Aim of the exercise: Please reproduce the stretch of entries from the line containing "of the long" through the end of the entries, both included, requests and all, adding -71 to every coordinate in the answers. Leave the requests unchanged.

Data excerpts:
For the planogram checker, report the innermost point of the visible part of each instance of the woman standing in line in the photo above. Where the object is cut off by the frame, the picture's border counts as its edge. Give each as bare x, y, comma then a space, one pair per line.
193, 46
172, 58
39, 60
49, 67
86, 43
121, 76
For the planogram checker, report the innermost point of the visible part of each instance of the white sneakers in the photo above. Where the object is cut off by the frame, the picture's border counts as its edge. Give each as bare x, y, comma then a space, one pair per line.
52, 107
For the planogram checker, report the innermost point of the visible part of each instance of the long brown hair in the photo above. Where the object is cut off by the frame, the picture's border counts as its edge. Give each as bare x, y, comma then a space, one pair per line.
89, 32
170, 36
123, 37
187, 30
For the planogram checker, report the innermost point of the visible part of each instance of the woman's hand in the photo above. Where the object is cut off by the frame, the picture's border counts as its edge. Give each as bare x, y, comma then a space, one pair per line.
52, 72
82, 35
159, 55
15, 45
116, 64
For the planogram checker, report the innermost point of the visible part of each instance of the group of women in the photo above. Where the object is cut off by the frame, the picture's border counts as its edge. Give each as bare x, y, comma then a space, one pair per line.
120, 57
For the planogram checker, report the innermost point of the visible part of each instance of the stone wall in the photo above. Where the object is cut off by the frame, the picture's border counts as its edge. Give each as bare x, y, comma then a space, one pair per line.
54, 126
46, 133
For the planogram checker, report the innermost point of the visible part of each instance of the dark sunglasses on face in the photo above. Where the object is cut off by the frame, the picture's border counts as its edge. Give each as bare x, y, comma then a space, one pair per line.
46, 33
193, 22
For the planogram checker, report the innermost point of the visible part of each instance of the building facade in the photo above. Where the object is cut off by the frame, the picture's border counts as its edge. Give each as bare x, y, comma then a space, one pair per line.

Answer below:
For the planogram checker, report the innermost point of the visible part of each instance of the long brown hair in the photo above. Where the object is cut off by the frame, the picture's border counts as its edge. Give each as bare x, y, comma then a space, one pair per line.
18, -39
99, -35
52, -34
116, -41
For the planogram checker, report the innermost point of the visible part of each instance of the woman's hand in the photo above. Where the object is cut off by the frame, the picture's border counts as its edge. Give each as bare x, y, comma then a space, one pair per line.
-19, 1
11, -36
88, -16
-56, -26
45, -7
For the planogram checker, report the innermost point of the visible part of each instance of the group of women in the photo above. Where the object is cut off by the frame, the picture's border counts as its edge. Give each as bare x, y, comma then a space, one pair per line.
49, -14
For the planogram checker, report the innermost point of the visible part of each instance of the stone wall in the photo above. Where the object is cut off by the frame, the picture's border counts as its edge. Give each as bare x, y, comma then a space, one pair per line.
-17, 55
-25, 62
For the planogram checker, report the innermost point of the visible part of each instance of the dark sunglasses on face in the photo above. Where the object is cut off by the frame, the picture's border counts as its edge. Give each as bare x, y, comma then a space, one pair per line.
-25, -38
122, -49
For the planogram checker, report the innermost point of the visible part of each instance of the building facade in the photo above. Where the object is cut off by the frame, the picture's border counts as its edge. Give each as bare x, y, comma then a space, one pair per line.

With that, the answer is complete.